- Task goal -
Copy out all of the data below, requests included, multiplying every x and y coordinate in the answers by 2.25 and rounding each result to a whole number, with halves rounded up. Leave the numbers in the requests and their format samples as they are.
━━━━━ Records shown
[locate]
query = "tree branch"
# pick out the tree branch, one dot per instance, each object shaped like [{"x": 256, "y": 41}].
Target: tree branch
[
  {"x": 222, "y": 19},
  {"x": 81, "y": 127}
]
━━━━━━━━━━
- Full answer -
[locate]
query = "tree branch"
# pick out the tree branch, one dot per instance, each object shaped like [{"x": 256, "y": 41}].
Target: tree branch
[
  {"x": 500, "y": 43},
  {"x": 182, "y": 286}
]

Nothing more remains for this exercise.